§ 本文
- - - -

今回、嵐によりこれだけフライトスケジュールが乱れれば、たとえ翌日であってもその影響を受ける可能性がある。

帰国のためドレスデン出発便に乗るにあたり、その前にフランクフルトからの飛行機が本当に定時運行でやって来るのか?

 

確実に乗り継げるという保証はないと考えたのは、つまり、そういうこと。これ、真っ当な判断なのだ。

そうは言っても、私の航空券は「変更不可」という条件付き。勝手に「一区間をぶっ飛ばす」のは、相応のリスクを伴う。
調整が必要だ。今は非常事態。ルフトハンザ航空もきっと理解し、柔軟に応じてくれるはず。きっと・・・。

次。
それでは、どうやってフランクフルトに移動するか・・。

チューリッヒ空港にとんぼ返りし、フランクフルト行きの夕方以降のフライトについて、再アレンジメントを試みるか?(私はキャンセルとなったデュッセルドルフ行きの仮ボーディングパスをまだ手に持っている)

それとも、同じくチューリッヒ空港のルフトハンザ・デスクで、明日の帰国便を「ドレスデン→フランクフルト→羽田」から「チューリッヒ→フランクフルト→羽田」に変更してもらい、本日はチューリッヒに泊まるか?

あるいは、ここバーゼルで、状況の改善を期待しながら、とにかくひたすらじっと待って、鉄道移動にこだわるか?

暴風雨が一日中ずっと続くとは思えない。日本にやってくる台風だって、数時間経てば過ぎ去るパターンが多いだろう。もし過ぎ去るのであれば、せっかくバーゼルまで来た以上、わざわざチューリッヒに戻る必要はないし、戻りたくもない。

どうする??
悩む。悩んだ。
悩んだ挙げ句の結論は、「とりあえずしばらく様子を見よう」だった。
約2時間、バーゼル駅構内の待合室でじっと待機。
正午になった。状況は一向に変わる気配がない・・。

「鉄道運行の再開見込み」という情報が一切なく、どうなるのか分からない闇の世界の不安を抱えながら、ただひたすら待つというのは、なんと苦しく辛いことか・・。拷問のような2時間だった。

悪魔の試練に耐えきれなくなった私。その私の脳裏に、ついにもう一つの選択肢が浮かんだ。

「長距離バス」

バーゼルからフランクフルトまでの長距離バスがそもそも存在するのか、そんなことは全く知る由もない。
だが、幸いにも私は文明の利器を片手に持っている。

検索。そしてヒット!
12時45分バーゼル発。わお!今から30分後ではないか! で、予約できる座席はまだ残っている。

これだ! これにしよう! これしか無い!
雷雲から光明が差した瞬間だった。

チケットは、やはりオンラインで買えた。35ユーロ(約4千円)。これまたすぐにメールでQRコード付電子チケットが端末に送られてきた。
(もう一度言おう。「なんて便利な世の中なんだ!」)

これで、せっかく購入したドレスデンまでの2万円の鉄道チケット代の大半をドブに捨てることになった。ムカつく。ムカつくが、背に腹は代えられない。これまた、呑気に払い戻し手続きをやっている暇はないのだ。

- - - -

§ データ行
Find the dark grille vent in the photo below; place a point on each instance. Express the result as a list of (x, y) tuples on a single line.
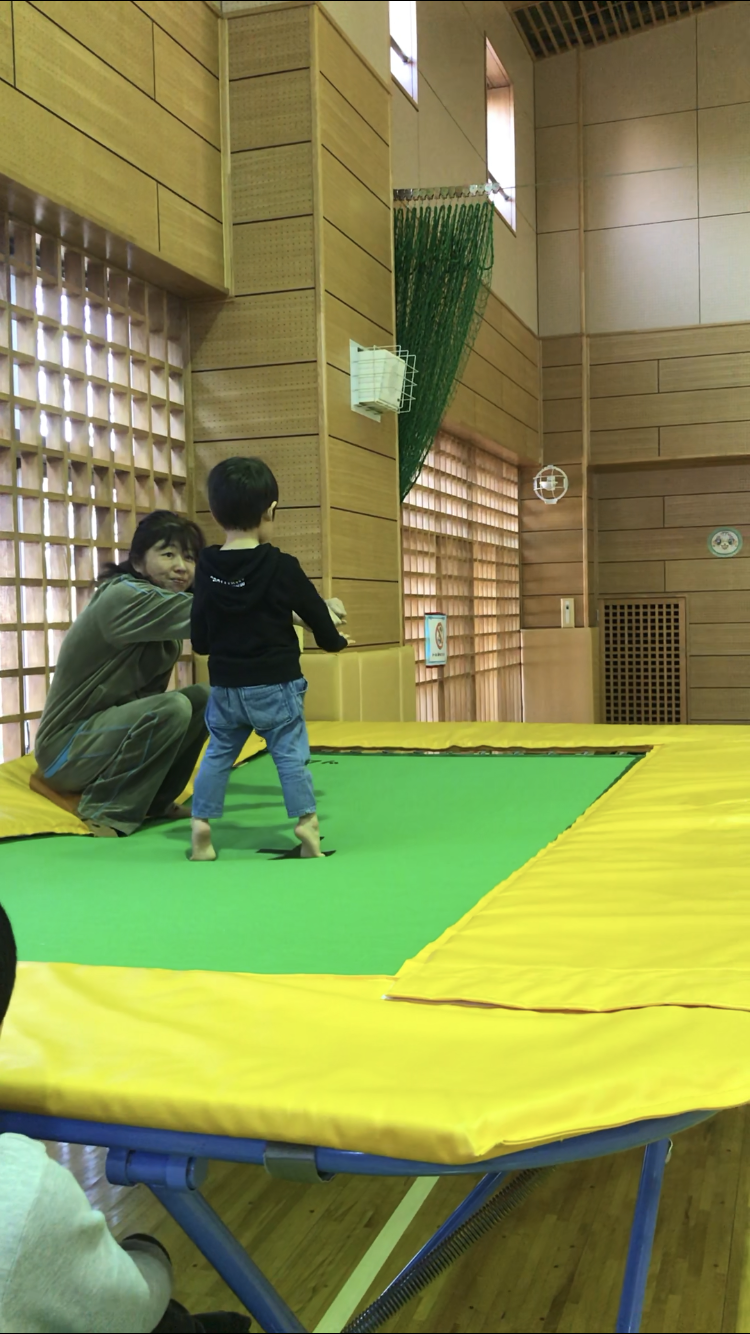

- - - -

§ 記述課題
本文について、次の問いに答えてください。
1. 筆者が約2時間待機した場所はどこですか。
2. 筆者が見つけた長距離バスは何時にバーゼルを出発しますか。
3. そのバスのチケットはいくらでしたか。

§ 課題解答
1. バーゼル駅構内の待合室です。
2. 12時45分です。
3. 35ユーロ(約4千円)です。